__GIVEN PROBLEM__.
Please quote the part of the listing below that opens with the line containing "Game engine object recognition — detect female" and closes with the line containing "187, 369, 249, 434", keeping both of those lines. Leave the pictures out of your answer.

:: SUPPLIED ENTRIES ::

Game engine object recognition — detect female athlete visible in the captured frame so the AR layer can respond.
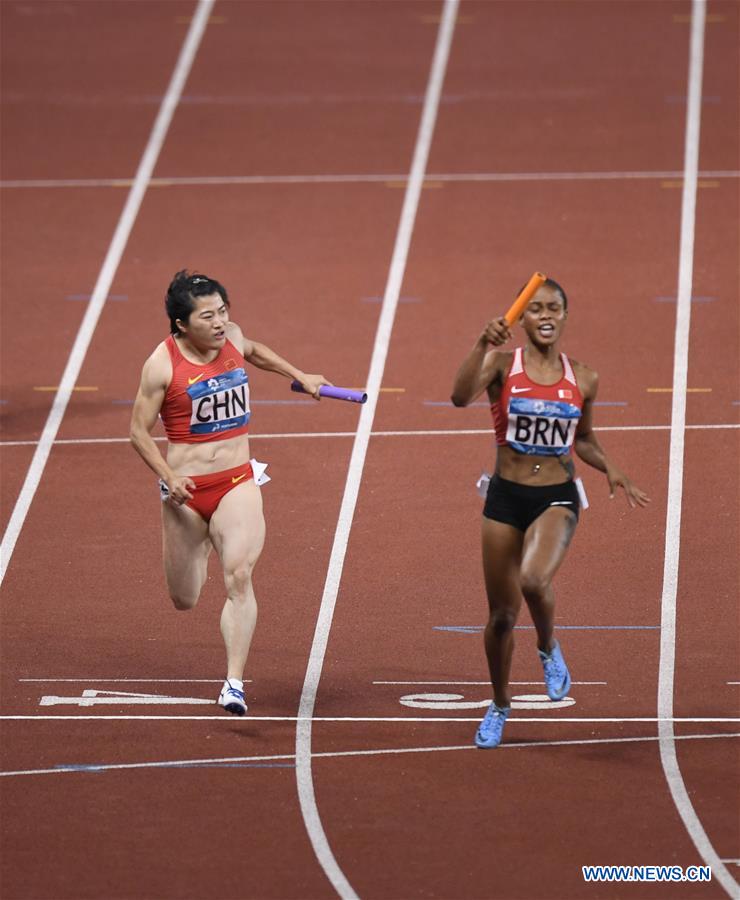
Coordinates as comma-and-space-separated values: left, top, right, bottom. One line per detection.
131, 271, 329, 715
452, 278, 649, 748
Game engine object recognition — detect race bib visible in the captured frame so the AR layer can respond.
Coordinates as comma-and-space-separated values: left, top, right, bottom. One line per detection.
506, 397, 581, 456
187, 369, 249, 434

:::
:: SUPPLIED ENTRIES ::

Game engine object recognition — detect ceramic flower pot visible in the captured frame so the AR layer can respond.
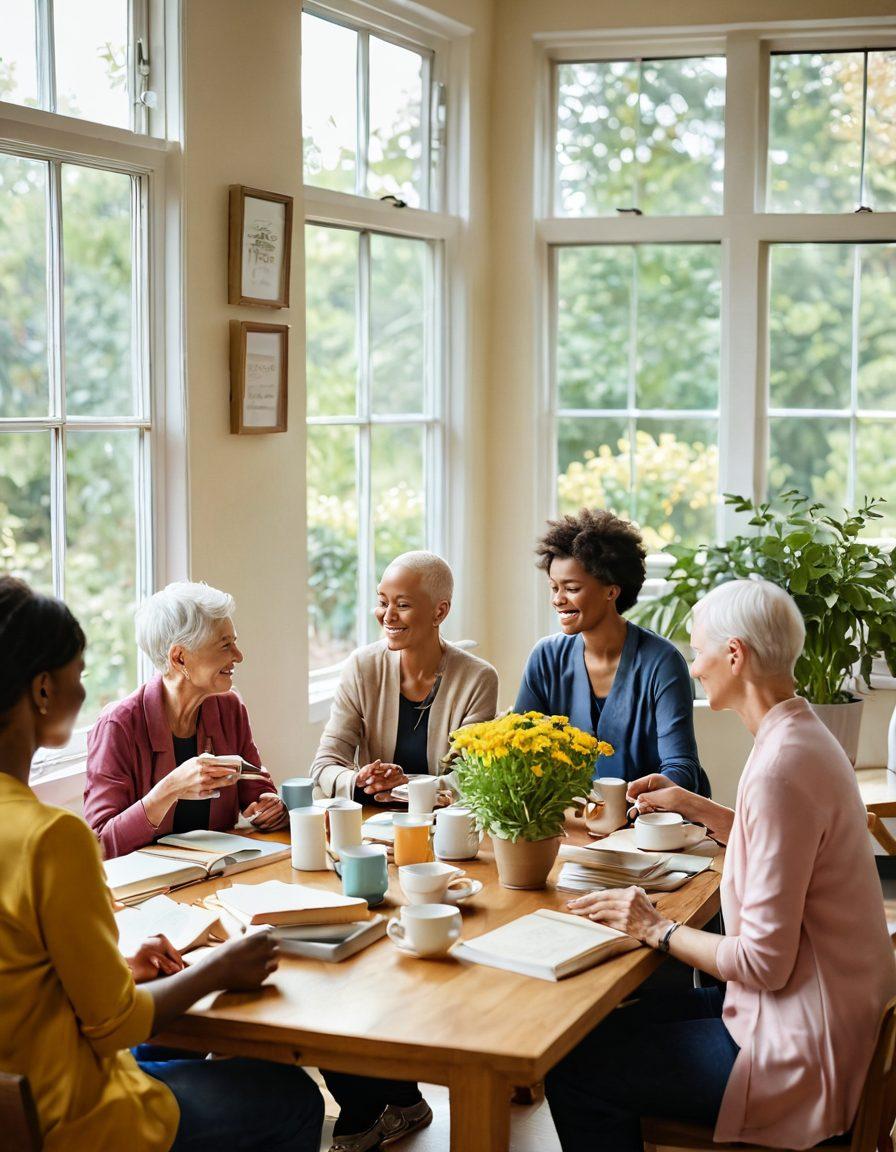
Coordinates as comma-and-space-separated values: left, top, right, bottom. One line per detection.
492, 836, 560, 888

:::
:: SUPPLIED ENTRIES ::

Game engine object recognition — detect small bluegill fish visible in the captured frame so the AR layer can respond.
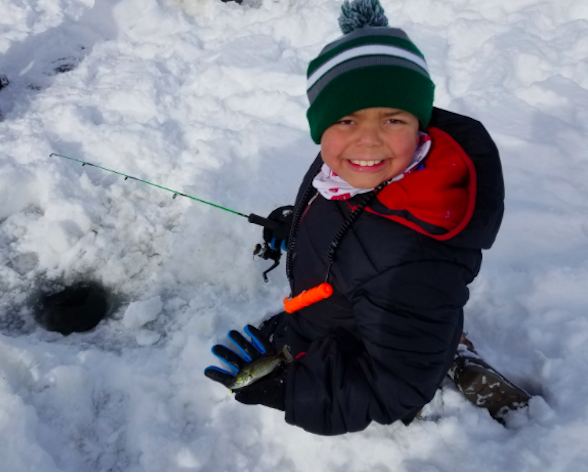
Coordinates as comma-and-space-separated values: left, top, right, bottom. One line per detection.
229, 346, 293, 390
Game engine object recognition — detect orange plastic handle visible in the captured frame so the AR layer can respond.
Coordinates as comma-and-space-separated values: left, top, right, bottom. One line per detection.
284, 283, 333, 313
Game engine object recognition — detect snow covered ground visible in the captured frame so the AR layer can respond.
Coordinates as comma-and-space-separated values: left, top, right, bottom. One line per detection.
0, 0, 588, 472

:::

__EXERCISE SOLUTION__.
Game engine object recognition — detect female athlete visible in the captured frame so the AR layer can respond.
Coordinates as comma-and-space-separated values: left, top, right, bottom. One line per detection.
131, 271, 329, 715
452, 278, 649, 748
Game engine object recognition — detect race bib visible in the captured frame so the AR layer can respond.
Coordinates as comma-and-space-separated values: left, top, right, bottom. One line per detection.
506, 397, 581, 456
187, 369, 249, 434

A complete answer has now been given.